◆ **TASK OBJECTIVE**: Starting with the line with "task | identify every instance of the black trim" in the entries below and going on through the line with "task | identify every instance of the upper", output every line exactly and nothing more. No pictures.

Source records:

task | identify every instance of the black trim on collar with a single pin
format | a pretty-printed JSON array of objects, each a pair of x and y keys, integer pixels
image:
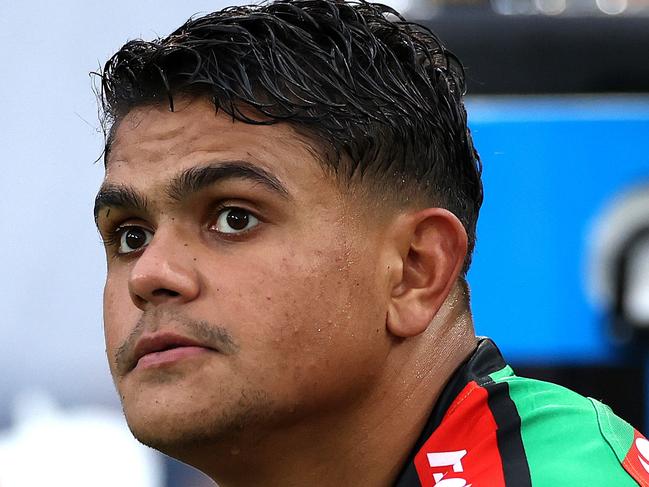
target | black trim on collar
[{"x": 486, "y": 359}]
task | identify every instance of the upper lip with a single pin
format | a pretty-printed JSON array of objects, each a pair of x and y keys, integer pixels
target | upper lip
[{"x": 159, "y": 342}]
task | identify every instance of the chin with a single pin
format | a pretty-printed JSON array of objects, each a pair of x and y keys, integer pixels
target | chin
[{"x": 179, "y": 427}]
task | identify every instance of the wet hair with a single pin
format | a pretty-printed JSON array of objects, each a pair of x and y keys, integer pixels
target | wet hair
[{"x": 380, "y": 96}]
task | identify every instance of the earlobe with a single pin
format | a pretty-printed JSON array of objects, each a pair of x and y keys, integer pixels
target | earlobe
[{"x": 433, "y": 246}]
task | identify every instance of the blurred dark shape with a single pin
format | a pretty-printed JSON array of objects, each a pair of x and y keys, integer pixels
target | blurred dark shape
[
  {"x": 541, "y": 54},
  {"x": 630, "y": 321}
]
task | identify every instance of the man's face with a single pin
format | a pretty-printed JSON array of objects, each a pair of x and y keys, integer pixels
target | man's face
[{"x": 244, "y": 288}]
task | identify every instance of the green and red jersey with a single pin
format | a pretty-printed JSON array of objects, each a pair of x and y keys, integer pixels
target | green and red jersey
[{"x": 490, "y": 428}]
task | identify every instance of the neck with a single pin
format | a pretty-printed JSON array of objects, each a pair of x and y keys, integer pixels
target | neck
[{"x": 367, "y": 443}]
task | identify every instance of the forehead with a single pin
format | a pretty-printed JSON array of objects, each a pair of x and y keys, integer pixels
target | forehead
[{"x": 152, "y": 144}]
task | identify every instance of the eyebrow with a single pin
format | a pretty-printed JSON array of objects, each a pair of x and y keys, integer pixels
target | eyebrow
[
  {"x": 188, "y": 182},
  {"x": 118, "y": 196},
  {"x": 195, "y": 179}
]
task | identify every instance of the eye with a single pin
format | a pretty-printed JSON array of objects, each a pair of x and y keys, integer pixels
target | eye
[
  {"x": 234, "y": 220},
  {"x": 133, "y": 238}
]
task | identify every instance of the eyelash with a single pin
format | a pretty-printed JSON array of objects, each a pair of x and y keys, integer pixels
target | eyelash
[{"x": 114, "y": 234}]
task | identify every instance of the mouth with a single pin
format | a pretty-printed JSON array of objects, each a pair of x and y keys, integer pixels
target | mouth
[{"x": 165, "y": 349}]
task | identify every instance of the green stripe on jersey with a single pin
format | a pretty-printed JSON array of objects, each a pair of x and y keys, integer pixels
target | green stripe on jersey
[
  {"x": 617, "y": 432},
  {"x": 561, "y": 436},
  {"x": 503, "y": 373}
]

* * *

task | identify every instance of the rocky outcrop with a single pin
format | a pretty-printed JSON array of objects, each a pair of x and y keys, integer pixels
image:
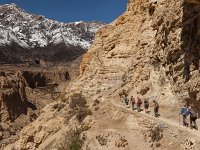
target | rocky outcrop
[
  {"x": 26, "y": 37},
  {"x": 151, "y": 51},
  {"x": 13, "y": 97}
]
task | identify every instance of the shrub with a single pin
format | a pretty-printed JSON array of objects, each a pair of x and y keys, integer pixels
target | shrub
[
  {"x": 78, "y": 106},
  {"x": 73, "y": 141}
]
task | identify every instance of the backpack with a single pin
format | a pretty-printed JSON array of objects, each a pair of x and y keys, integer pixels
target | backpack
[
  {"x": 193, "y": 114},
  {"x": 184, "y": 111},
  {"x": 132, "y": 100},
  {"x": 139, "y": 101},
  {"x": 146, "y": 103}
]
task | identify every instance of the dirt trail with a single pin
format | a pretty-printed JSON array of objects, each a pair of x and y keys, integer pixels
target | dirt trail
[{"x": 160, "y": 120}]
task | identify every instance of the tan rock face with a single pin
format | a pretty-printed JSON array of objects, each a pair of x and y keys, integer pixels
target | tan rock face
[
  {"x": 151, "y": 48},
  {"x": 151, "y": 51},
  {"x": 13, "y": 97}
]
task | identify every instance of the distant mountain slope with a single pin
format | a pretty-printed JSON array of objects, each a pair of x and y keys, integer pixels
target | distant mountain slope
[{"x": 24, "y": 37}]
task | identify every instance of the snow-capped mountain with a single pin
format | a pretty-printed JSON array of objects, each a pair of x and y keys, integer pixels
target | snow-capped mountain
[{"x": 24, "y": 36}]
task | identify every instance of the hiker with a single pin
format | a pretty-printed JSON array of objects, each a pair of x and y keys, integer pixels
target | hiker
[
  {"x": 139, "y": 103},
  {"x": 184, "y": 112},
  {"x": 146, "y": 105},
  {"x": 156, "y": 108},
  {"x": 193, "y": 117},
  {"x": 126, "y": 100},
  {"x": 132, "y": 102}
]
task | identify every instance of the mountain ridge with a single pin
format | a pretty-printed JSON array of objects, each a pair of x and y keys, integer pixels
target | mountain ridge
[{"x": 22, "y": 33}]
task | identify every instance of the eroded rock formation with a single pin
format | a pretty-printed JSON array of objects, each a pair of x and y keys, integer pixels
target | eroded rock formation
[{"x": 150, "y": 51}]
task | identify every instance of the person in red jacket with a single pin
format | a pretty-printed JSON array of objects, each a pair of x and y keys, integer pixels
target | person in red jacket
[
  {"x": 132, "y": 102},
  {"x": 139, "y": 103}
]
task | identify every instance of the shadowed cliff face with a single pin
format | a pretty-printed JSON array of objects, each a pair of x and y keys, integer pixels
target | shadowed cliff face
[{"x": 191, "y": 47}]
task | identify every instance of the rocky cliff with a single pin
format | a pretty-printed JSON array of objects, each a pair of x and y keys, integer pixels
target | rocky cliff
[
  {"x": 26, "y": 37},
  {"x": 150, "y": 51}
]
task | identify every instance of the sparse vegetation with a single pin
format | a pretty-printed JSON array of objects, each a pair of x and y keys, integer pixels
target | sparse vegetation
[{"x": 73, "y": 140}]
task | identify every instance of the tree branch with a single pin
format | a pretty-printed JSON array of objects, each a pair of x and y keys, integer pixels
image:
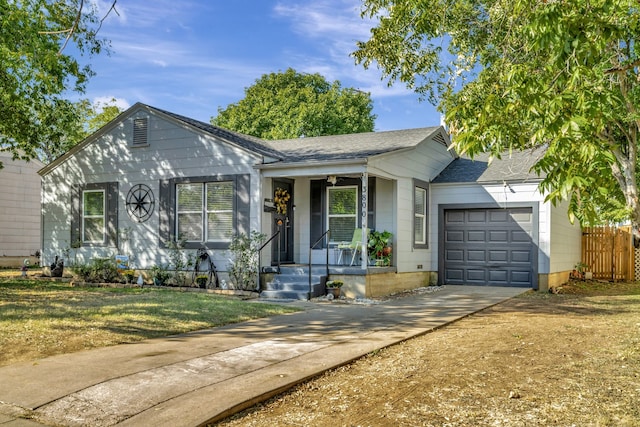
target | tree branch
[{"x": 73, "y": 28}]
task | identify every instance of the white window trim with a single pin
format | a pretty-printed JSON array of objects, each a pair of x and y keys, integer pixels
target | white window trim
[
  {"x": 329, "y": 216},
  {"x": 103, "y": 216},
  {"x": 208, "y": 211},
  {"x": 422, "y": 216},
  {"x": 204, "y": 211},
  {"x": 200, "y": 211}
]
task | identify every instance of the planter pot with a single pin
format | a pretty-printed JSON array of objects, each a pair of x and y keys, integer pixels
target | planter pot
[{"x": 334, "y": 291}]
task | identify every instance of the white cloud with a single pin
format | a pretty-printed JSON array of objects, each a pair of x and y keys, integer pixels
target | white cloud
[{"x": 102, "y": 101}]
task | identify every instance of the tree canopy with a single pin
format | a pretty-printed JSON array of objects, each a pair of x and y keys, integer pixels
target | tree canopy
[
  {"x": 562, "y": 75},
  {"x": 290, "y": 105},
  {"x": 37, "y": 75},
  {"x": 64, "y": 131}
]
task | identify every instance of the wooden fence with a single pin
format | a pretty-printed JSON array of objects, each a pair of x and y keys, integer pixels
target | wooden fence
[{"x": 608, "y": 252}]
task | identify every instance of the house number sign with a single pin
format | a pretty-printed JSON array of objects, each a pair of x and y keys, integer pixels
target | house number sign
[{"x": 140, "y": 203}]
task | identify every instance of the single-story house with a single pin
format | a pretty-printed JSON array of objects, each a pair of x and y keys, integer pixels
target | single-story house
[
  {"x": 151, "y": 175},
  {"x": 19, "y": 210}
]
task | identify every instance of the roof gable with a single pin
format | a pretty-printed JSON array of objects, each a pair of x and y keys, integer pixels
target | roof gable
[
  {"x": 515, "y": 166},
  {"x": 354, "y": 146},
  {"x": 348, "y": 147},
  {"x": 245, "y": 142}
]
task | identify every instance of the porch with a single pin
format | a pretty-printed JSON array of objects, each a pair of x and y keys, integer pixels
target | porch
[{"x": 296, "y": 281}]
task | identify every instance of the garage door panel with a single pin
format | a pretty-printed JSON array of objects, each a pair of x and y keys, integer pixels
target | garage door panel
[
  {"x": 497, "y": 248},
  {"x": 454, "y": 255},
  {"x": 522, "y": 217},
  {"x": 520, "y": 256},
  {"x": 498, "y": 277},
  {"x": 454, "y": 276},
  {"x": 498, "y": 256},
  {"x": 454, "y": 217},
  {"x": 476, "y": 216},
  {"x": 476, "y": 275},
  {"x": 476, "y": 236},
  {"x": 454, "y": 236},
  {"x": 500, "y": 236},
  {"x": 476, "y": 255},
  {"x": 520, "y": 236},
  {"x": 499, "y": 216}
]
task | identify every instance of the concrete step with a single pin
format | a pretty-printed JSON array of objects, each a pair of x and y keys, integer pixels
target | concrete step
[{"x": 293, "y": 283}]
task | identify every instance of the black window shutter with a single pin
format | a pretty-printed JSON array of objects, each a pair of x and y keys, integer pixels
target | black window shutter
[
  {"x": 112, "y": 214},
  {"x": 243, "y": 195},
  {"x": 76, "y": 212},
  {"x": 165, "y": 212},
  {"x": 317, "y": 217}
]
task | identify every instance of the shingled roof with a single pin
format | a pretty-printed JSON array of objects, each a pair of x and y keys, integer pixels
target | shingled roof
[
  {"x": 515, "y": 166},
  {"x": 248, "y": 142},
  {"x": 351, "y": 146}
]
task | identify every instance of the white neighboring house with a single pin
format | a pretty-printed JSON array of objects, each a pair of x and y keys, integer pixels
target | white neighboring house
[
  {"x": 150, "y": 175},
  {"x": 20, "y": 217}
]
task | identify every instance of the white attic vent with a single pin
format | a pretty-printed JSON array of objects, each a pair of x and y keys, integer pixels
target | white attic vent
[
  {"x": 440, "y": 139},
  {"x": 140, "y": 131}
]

◆ **RESPONSE**:
task | identify every instance of the black trim on collar with a single pin
format | a pretty-printed JSON array of objects, each a pair of x and y keys, integer pixels
image:
target | black trim on collar
[{"x": 486, "y": 359}]
task | identify every instance of the upper lip with a single pin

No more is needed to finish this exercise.